Task list:
(1) Answer these questions from the exhibition article:
(a) How many women does the exhibition celebrate?
(b) Who curated the exhibition?
(c) On what dates and at what hours is it open at EPIC?
(2) Please summarize the exhibition article in two sentences.

Text provided:
:::::

A new exhibition in Dublin aims to rid us of the 'amnesia' of women's stories from Irish history.
“Blazing a Trail: Lives and Legacies of Irish Diaspora Women” exhibition, in association with Herstory, Epic and Ireland’s Department of Foreign Affairs and Trade, celebrates the lives and legacies of some amazing Irish women… and when it's done in Dublin, it's going on a world tour.
At the Irish emigration museum in Dublin’s docklands a new exhibition “Blazing a Trail: Lives and Legacies of Irish Diaspora Women” will launch this week. The exhibition, celebrating 21 pioneering Irish diaspora women of the 19th and 20th centuries who blazed a trail in a wide range of fields, will then leave Dublin and travel to Irish embassies around the world over the coming years.
The new exhibit, in EPIC, Herstory and the Department of Foreign Affairs and Trade, marks the centenary of partial women’s suffrage, the right of Irish and British women to vote in elections. Individual Irishwomen across the globe struggled for their own professional recognition, and for justice and equality for others.
Dr Angela Byrne, DFAT Historian-in-Residence at EPIC, who curated the exhibition said:
“This is the first time there has been an exhibition celebrating what Irish diaspora women have accomplished. I’m delighted to be bringing these stories to an audience both in Ireland and to the global Irish community. There’s a wider rediscovery and awareness of Irish women’s histories taking place right now which is very encouraging to see.”
Some of the Irish women featured in ‘Blazing a Trail’ include designer and architect Eileen Gray; computer programming pioneer Kay McNulty; poet, mystic and trade unionist Eva Gore-Booth; tennis champion Mabel Cahill; medical missionary Sr Dr Maura Lynch; and ‘most dangerous woman in America’s Mother Jones. As part of the exhibition, Hungarian artist Szabolcs Kariko has created original portraits of several of the women.
Commenting on those featured in the exhibition Minister of State for the Diaspora and International Development Ciarán Cannon, said:
“The 21 women featured in the exhibition led extraordinary lives, yet they are only a small sample of the many outstanding Irish women who made significant contributions both at home and abroad. This exhibition is a fantastic way of honouring and celebrating those women.”
Emigration offered many women access to education, careers and other opportunities that may not have been available in Ireland. These women made their mark across the globe, innovating in every field and paving the way for others to follow, navigating a male-dominated society on their own terms.
The Irish Herstory Movement tells the stories of contemporary, mythological and historical women. Found of the movement Melanie Lynch said of the new exhibition:
“After three years running Herstory, I have to confess that I had heard of only eight women featured in this exhibition. From our research, we know that the amnesia of women’s stories is not just an Irish problem – this is a global phenomenon. The Blazing a Trail exhibition is only the beginning. Every January, the Herstory Light Festival presents a wonderful opportunity to share new women's stories.”
‘Blazing a Trail’ is free and open to the public at EPIC The Irish Emigration Museum in the CHQ Building from Nov 12 to 25, 2018 from 9.30am-6.30pm. The exhibition will then travel to Irish embassies around the world over the coming years. On November 24th and 25th, there will be a Story Collecting Weekend at EPIC to gather new and previously unheard stories of women migrants.

:::::

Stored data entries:

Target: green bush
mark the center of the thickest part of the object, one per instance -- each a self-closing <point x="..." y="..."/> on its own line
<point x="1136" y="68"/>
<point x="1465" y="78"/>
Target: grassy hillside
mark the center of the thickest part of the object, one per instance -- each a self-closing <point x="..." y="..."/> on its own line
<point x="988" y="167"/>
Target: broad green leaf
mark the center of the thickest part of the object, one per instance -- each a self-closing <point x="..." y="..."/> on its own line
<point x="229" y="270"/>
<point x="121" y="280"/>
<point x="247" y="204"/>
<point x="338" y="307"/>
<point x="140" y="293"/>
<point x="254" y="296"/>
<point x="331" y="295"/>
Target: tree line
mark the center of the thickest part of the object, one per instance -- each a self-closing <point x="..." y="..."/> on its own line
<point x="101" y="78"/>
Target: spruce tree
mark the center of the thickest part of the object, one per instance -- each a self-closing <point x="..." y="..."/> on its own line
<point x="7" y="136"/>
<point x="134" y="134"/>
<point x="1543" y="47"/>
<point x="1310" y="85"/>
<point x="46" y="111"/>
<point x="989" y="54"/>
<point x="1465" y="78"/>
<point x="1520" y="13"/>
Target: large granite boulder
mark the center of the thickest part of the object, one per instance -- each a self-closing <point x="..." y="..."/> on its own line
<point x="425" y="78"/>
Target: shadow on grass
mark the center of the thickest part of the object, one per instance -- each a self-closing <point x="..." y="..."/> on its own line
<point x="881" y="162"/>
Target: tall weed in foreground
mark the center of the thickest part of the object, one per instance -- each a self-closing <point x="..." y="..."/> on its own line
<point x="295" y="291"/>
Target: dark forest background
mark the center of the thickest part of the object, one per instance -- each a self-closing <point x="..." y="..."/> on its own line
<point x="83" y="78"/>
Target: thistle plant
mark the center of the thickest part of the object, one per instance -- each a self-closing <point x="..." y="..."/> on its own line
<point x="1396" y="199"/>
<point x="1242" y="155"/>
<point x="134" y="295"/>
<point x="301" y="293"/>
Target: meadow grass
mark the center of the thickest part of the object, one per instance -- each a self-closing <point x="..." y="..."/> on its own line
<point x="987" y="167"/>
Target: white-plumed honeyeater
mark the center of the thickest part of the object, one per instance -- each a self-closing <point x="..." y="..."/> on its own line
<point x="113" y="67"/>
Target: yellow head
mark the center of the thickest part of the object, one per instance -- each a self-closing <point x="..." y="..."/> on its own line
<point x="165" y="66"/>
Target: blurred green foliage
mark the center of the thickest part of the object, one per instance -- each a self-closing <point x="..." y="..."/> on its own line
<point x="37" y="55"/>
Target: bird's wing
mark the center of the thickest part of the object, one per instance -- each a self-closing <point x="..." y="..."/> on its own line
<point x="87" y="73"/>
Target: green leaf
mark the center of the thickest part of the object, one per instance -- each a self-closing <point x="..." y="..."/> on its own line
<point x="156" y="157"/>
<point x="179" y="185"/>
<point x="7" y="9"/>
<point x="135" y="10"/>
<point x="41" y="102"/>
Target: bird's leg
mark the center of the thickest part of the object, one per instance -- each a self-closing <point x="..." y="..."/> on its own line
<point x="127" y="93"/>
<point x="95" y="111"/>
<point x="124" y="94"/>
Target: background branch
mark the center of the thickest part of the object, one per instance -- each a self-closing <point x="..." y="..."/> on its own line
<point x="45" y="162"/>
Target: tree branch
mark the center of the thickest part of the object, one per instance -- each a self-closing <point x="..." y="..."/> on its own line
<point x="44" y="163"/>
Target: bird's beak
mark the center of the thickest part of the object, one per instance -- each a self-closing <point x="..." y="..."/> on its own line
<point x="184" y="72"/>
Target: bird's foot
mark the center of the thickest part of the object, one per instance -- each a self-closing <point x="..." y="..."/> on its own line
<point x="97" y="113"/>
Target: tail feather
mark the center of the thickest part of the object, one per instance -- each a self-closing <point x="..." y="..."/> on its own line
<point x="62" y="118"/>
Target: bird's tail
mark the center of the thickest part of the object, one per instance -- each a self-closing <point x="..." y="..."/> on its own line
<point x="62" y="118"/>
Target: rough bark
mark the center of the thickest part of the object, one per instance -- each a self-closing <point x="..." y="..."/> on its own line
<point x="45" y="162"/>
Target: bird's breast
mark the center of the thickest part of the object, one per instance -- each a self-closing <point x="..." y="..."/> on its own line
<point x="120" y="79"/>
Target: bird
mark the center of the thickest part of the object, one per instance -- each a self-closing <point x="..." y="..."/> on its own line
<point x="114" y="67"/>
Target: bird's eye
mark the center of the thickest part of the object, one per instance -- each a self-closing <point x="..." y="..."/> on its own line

:::::

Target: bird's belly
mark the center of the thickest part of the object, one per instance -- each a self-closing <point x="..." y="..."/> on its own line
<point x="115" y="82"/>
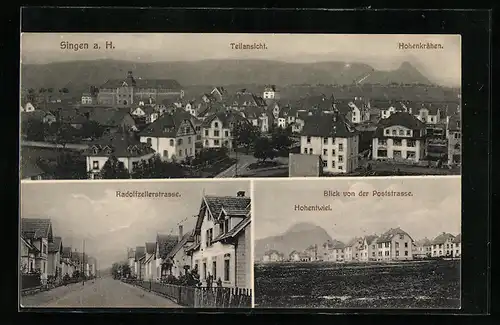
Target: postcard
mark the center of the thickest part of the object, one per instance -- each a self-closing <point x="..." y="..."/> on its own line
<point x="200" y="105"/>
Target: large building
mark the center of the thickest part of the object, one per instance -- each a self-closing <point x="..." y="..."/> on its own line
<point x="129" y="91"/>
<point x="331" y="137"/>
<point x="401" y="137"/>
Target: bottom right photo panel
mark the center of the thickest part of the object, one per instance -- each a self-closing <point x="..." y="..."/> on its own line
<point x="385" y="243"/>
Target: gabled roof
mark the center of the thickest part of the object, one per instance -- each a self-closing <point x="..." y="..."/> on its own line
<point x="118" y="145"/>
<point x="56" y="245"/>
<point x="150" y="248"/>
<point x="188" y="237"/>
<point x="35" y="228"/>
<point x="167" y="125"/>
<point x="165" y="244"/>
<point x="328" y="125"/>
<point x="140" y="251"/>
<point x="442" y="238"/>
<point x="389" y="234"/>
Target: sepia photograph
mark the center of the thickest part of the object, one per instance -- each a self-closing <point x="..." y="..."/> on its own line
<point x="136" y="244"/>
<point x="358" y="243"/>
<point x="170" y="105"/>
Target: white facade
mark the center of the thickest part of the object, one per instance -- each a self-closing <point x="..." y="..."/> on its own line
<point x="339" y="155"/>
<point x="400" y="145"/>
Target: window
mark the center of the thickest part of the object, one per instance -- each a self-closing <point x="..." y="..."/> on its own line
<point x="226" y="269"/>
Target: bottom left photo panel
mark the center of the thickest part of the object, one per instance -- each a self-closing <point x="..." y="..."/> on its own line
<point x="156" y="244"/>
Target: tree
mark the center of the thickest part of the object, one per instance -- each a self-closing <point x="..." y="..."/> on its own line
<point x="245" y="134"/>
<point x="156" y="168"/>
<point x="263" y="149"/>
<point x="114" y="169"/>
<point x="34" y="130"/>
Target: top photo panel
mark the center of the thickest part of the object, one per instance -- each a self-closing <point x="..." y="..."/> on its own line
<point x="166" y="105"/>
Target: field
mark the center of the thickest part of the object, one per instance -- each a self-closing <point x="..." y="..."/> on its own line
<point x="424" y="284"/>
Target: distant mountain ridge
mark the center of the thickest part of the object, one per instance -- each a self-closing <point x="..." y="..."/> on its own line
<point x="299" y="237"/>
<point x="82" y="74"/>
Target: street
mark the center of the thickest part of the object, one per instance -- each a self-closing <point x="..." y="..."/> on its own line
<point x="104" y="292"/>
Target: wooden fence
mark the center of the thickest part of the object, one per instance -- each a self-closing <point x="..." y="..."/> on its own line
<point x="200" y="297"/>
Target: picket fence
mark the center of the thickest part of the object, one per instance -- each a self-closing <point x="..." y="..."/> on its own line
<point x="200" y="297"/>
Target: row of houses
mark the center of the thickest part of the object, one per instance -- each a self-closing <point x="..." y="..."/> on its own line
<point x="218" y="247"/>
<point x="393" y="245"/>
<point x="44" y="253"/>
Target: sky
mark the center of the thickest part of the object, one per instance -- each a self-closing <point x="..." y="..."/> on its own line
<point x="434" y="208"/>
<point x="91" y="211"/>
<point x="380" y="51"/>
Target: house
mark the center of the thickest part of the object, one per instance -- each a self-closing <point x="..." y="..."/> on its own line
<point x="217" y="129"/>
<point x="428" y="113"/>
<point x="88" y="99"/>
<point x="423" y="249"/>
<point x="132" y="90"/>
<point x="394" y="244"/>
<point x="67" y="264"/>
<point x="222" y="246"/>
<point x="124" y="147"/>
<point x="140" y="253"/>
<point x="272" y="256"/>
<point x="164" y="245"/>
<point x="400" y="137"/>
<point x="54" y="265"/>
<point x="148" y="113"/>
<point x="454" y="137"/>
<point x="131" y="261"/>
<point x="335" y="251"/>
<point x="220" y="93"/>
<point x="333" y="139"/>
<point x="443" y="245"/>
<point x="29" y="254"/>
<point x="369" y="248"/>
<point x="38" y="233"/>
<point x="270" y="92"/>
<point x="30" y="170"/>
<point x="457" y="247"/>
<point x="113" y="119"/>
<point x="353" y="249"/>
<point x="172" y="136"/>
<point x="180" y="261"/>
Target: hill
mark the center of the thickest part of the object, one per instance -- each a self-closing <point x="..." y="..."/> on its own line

:::::

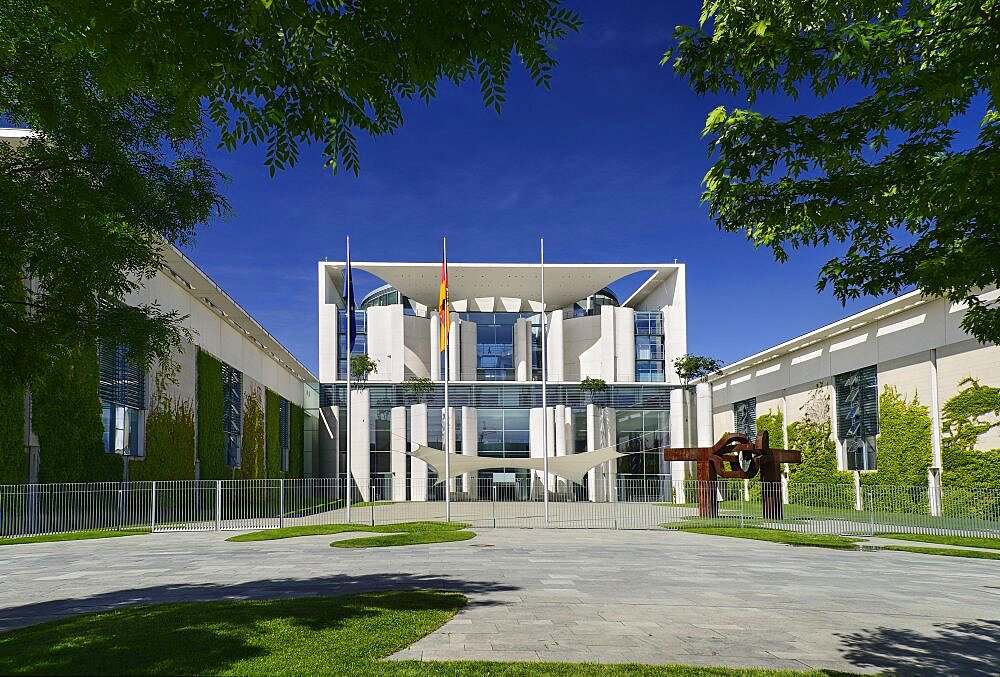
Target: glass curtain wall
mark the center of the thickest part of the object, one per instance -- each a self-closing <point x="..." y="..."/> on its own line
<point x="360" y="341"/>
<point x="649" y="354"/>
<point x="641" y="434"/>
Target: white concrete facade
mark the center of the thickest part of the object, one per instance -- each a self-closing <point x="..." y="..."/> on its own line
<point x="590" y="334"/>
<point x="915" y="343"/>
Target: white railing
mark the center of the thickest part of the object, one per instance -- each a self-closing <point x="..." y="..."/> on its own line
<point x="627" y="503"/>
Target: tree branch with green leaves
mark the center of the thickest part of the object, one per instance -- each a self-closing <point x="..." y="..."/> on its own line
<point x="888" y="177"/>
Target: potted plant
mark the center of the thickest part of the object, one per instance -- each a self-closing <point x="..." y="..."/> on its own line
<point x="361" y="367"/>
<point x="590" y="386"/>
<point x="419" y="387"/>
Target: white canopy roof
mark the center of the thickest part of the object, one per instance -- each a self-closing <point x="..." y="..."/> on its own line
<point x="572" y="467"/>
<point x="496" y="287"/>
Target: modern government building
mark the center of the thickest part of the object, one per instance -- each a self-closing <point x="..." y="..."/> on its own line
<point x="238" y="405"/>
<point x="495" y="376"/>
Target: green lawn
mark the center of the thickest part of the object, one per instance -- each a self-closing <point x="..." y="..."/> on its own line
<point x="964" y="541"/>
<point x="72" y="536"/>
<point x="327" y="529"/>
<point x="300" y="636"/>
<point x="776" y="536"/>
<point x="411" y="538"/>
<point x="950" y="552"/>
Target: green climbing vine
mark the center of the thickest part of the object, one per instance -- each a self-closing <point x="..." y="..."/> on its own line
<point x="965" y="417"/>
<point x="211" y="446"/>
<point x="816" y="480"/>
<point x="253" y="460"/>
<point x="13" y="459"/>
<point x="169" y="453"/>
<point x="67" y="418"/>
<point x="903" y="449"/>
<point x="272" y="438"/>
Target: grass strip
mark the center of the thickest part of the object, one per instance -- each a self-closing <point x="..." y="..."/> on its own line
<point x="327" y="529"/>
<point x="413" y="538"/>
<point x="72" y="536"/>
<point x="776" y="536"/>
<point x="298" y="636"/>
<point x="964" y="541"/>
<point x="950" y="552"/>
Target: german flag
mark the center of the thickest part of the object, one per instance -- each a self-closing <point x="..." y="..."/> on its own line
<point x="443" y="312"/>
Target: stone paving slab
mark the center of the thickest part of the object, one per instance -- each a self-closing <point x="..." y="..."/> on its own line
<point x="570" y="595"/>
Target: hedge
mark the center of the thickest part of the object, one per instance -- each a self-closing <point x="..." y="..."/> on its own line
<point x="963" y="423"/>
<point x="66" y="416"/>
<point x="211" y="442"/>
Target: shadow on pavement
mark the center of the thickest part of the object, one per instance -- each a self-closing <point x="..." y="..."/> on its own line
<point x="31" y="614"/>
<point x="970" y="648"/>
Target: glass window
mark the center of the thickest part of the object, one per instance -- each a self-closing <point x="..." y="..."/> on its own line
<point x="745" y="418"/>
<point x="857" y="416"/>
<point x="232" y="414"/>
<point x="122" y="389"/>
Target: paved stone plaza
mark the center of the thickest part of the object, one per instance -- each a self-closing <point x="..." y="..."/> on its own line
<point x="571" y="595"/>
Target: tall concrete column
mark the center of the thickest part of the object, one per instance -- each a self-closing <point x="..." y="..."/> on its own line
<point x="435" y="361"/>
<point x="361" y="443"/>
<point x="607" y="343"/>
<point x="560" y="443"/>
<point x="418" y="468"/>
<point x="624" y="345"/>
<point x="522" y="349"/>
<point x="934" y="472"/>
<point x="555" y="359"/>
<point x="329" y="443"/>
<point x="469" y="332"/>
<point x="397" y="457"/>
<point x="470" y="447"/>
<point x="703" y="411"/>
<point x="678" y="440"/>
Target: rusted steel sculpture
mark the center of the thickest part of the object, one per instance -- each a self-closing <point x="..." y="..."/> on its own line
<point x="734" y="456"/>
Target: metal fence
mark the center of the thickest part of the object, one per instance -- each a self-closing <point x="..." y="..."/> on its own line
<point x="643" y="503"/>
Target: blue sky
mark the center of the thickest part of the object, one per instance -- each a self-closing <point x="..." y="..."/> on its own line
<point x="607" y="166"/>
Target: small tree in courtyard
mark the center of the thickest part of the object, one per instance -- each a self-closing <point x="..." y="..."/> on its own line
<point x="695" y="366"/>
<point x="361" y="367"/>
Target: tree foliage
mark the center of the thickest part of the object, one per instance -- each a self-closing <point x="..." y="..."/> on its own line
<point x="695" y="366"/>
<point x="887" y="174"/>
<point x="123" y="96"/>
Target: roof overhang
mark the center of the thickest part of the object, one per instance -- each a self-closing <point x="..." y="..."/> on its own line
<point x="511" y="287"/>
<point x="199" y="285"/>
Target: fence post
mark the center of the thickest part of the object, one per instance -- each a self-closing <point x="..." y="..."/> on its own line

:::::

Per-task answers:
(1)
(a) 21 pioneering Irish diaspora women of the 19th and 20th centuries.
(b) Dr Angela Byrne, DFAT Historian-in-Residence at EPIC.
(c) November 12 to 25, 2018, from 9.30am to 6.30pm.

(2) "Blazing a Trail: Lives and Legacies of Irish Diaspora Women," a new exhibition at EPIC The Irish Emigration Museum in Dublin, celebrates 21 pioneering Irish diaspora women of the 19th and 20th centuries and marks the centenary of partial women's suffrage. It is free and open to the public from November 12 to 25, 2018, and will then travel to Irish embassies around the world over the coming years.